Reproduce the entries starting at the first line and ending at the line containing "65L184 70L174 85L176", substituting "gold coin" for each occurrence of "silver coin" and keeping everything else unchanged.
** START Records for the task **
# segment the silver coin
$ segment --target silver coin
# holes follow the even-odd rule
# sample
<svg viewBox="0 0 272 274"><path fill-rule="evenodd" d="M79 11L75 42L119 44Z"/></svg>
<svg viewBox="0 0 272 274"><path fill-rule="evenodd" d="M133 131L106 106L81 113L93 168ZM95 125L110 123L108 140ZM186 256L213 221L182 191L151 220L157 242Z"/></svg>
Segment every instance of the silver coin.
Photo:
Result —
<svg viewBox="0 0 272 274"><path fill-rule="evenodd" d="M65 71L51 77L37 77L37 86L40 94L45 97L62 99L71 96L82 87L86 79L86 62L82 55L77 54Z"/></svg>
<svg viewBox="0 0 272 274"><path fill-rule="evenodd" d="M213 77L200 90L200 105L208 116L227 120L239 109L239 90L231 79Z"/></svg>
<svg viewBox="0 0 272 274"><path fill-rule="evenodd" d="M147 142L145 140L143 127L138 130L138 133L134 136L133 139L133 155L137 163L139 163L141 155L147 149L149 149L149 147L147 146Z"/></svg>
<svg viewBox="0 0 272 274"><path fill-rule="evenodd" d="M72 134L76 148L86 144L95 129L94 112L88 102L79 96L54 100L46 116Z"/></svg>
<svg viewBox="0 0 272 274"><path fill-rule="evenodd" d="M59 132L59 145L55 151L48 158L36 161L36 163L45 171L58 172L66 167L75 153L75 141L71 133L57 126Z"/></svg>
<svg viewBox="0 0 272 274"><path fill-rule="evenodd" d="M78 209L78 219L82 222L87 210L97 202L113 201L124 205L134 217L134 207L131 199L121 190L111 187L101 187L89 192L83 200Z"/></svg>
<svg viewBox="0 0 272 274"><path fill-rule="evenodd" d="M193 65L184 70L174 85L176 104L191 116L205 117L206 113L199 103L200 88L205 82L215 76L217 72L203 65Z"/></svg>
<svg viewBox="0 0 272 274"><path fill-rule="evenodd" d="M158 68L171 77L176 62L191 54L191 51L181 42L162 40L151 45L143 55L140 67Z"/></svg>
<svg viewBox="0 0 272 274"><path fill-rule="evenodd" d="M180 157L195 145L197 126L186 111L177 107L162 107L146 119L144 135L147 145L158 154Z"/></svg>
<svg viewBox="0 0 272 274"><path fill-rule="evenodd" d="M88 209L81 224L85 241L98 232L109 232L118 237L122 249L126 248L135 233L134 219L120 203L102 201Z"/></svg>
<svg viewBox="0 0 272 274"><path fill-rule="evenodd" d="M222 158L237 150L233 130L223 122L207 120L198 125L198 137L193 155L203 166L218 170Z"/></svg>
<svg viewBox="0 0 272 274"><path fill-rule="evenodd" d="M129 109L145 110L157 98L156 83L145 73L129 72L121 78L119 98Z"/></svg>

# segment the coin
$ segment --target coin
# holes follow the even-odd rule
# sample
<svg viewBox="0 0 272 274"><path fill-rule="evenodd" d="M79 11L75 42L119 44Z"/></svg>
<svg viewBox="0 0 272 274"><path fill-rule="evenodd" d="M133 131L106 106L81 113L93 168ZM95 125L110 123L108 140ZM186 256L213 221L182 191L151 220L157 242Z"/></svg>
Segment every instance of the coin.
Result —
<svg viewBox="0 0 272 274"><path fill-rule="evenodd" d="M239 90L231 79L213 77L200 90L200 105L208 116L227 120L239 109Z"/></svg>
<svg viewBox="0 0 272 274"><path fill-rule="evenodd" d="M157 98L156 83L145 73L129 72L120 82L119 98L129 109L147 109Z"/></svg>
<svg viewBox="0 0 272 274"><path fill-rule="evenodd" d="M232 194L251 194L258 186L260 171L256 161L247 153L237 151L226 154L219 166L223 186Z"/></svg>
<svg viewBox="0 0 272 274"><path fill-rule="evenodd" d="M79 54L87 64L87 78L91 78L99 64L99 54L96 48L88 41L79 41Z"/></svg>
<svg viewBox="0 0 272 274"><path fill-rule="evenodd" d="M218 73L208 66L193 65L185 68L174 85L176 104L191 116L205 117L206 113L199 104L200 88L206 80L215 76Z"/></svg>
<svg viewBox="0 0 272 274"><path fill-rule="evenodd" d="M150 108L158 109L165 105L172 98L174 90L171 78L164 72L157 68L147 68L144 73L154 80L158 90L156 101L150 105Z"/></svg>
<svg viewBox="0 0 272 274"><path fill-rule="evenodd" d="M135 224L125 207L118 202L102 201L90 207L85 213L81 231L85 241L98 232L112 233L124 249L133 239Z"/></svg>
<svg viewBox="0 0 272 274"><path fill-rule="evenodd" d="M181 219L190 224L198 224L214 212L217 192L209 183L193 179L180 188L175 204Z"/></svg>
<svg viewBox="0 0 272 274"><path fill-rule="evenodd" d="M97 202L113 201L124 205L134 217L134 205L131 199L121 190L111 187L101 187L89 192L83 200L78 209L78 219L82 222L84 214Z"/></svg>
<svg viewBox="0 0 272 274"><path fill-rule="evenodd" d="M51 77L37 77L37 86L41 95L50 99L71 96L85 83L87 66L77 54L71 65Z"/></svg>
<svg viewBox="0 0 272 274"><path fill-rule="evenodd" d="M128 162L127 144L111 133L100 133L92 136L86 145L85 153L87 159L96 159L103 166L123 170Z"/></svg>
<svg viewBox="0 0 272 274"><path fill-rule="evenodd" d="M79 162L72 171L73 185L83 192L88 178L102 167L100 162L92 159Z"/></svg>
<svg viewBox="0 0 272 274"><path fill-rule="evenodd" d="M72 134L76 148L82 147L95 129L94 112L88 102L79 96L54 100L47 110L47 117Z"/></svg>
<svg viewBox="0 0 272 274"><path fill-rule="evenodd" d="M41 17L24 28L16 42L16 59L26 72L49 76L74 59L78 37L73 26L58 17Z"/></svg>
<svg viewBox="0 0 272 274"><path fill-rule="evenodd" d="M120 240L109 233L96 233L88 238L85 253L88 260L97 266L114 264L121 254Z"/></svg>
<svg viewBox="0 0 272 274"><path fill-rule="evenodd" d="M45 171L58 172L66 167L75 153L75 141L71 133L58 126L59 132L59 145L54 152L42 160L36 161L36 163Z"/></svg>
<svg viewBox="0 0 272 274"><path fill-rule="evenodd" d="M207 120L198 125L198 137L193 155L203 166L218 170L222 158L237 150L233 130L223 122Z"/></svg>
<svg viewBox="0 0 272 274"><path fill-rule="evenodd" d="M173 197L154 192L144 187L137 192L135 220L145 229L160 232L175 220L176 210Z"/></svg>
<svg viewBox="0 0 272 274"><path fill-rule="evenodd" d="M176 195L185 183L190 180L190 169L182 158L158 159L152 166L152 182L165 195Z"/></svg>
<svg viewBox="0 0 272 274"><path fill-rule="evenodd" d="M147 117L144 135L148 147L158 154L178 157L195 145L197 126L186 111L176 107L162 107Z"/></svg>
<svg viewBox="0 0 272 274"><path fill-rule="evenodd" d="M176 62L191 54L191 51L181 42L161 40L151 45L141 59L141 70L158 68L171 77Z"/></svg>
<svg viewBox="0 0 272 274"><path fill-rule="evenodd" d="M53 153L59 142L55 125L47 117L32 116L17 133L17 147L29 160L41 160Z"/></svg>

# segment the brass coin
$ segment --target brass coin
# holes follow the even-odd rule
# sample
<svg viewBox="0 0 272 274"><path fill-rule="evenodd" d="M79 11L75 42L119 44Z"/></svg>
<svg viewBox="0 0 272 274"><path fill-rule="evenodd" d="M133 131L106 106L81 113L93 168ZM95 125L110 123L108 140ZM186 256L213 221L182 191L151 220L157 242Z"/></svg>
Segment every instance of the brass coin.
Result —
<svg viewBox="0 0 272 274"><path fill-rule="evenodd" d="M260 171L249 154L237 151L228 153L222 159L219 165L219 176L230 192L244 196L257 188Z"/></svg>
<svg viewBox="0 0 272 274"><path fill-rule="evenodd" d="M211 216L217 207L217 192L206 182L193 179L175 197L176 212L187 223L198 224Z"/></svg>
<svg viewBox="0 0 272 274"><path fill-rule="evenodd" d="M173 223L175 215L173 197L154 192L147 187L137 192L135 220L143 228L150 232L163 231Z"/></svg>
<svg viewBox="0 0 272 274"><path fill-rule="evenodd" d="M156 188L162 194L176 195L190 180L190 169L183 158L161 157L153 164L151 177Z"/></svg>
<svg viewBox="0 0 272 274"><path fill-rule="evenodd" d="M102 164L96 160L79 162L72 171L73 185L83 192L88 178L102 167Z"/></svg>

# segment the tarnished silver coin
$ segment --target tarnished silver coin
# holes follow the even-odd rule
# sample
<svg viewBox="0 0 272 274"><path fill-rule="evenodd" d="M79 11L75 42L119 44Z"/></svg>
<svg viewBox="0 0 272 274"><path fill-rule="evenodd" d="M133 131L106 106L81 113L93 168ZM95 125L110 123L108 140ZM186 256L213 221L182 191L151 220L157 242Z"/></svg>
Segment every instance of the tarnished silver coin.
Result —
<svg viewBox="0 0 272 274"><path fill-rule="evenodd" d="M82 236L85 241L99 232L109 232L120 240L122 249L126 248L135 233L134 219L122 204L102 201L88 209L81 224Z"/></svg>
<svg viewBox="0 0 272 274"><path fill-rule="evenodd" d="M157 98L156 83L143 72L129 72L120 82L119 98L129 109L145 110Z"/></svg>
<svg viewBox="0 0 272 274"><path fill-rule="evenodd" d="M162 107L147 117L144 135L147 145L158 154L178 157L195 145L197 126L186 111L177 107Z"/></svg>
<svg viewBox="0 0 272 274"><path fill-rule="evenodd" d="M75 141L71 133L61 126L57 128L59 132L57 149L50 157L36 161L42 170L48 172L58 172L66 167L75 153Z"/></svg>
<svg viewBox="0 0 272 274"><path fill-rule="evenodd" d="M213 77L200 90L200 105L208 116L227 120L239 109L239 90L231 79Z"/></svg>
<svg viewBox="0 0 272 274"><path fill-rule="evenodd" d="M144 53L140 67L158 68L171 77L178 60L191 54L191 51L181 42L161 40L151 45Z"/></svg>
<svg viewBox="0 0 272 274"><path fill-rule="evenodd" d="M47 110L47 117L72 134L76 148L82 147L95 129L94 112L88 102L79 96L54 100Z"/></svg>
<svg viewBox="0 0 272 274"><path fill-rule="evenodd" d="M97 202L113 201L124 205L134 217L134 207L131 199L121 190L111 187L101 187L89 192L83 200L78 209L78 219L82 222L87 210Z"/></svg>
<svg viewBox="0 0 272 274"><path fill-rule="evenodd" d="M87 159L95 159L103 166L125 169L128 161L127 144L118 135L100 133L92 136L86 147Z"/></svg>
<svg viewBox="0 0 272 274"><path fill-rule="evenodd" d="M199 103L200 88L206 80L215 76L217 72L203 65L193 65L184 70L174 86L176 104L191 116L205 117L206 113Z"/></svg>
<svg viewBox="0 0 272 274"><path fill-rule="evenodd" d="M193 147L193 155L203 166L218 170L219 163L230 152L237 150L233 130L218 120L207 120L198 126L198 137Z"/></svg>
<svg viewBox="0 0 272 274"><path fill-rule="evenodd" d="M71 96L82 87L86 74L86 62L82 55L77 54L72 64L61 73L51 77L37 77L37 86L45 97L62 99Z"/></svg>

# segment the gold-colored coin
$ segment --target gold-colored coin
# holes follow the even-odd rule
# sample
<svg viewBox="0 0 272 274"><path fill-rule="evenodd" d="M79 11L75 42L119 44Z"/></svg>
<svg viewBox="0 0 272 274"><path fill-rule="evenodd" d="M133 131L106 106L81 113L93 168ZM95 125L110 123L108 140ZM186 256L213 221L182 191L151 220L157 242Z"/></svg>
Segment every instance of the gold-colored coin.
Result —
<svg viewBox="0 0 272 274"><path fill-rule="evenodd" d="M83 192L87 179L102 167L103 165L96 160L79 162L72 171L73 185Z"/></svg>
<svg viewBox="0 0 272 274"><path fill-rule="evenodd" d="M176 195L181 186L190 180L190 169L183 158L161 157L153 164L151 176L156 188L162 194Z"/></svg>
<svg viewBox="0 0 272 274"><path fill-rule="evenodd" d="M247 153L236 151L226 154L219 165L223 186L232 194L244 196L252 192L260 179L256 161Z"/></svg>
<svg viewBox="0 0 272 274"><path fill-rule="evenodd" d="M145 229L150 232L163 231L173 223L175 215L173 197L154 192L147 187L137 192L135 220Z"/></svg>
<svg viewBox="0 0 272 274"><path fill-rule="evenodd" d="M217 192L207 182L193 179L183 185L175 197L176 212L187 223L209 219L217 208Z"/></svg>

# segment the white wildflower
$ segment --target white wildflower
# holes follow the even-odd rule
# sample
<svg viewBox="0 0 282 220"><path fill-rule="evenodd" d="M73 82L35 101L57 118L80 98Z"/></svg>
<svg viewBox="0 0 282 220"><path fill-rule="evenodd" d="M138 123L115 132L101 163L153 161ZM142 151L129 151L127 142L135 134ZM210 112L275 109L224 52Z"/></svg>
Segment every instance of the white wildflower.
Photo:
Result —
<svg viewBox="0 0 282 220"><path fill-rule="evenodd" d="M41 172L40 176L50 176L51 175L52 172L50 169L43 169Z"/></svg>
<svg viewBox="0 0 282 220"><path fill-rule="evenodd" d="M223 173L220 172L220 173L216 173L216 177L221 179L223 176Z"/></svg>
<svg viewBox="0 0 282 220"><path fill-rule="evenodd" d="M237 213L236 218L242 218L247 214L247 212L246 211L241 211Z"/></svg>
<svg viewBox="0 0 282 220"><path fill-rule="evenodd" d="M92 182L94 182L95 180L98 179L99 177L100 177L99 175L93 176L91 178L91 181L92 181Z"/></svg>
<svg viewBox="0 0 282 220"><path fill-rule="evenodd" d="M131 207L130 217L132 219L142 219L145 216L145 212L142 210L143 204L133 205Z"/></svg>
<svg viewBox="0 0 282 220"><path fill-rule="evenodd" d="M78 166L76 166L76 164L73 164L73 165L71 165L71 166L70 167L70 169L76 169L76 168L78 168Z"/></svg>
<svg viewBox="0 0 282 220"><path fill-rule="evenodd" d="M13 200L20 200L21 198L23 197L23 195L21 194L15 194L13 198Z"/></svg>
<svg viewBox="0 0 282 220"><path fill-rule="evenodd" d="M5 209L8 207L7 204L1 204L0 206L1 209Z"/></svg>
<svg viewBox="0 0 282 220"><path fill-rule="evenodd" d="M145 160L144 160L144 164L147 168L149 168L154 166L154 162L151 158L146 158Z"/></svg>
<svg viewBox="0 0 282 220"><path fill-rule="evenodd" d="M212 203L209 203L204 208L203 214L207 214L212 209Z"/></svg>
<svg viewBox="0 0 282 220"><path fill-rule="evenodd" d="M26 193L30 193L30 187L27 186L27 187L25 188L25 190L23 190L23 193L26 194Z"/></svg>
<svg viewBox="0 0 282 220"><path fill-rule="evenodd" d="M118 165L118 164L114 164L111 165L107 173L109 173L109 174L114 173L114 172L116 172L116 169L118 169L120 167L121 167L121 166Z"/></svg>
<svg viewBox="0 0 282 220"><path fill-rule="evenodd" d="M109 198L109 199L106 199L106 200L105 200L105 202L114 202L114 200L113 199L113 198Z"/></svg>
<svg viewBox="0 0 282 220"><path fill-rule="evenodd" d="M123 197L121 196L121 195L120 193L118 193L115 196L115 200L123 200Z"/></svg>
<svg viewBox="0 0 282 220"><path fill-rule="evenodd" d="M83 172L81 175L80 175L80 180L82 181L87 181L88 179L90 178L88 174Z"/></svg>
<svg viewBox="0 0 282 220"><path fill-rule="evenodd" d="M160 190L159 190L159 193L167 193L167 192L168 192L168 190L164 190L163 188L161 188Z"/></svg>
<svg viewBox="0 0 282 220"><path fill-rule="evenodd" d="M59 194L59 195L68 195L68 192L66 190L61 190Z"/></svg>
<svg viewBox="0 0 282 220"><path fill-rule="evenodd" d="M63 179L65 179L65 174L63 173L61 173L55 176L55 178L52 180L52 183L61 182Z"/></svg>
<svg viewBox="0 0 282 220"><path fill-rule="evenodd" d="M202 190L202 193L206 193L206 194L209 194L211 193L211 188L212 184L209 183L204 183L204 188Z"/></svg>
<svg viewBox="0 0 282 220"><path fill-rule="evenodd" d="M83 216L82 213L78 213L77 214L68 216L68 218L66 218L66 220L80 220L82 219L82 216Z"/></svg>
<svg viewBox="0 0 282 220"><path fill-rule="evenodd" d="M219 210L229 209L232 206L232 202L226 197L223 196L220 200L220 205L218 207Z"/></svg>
** END Records for the task **
Result:
# segment the gold coin
$ segment --target gold coin
# holes follow the even-odd rule
# sample
<svg viewBox="0 0 272 274"><path fill-rule="evenodd" d="M79 11L75 42L119 44Z"/></svg>
<svg viewBox="0 0 272 274"><path fill-rule="evenodd" d="M133 131L106 106L81 113L93 168ZM95 125L110 123L108 140ZM186 256L213 221L182 191L151 220L157 242Z"/></svg>
Segment every instance of the gold coin.
Photo:
Result —
<svg viewBox="0 0 272 274"><path fill-rule="evenodd" d="M65 71L51 77L37 77L37 86L40 94L45 97L62 99L71 96L82 87L86 79L86 62L82 55L77 54Z"/></svg>
<svg viewBox="0 0 272 274"><path fill-rule="evenodd" d="M213 77L200 90L200 105L208 116L227 120L239 109L239 90L231 79Z"/></svg>
<svg viewBox="0 0 272 274"><path fill-rule="evenodd" d="M147 142L145 140L143 127L138 130L138 133L134 136L133 139L133 155L137 163L139 163L141 155L147 149L149 149L149 147L147 146Z"/></svg>
<svg viewBox="0 0 272 274"><path fill-rule="evenodd" d="M72 134L76 148L86 144L95 129L94 112L88 102L79 96L54 100L46 116Z"/></svg>
<svg viewBox="0 0 272 274"><path fill-rule="evenodd" d="M59 132L59 145L55 151L48 158L36 161L36 163L45 171L58 172L66 167L75 153L75 141L71 133L57 126Z"/></svg>
<svg viewBox="0 0 272 274"><path fill-rule="evenodd" d="M78 209L78 219L82 222L87 210L97 202L113 201L124 205L134 217L134 207L131 199L121 190L111 187L101 187L89 192L83 200Z"/></svg>
<svg viewBox="0 0 272 274"><path fill-rule="evenodd" d="M193 65L184 70L174 85L176 104L191 116L205 117L206 113L199 103L200 88L205 82L215 76L217 72L203 65Z"/></svg>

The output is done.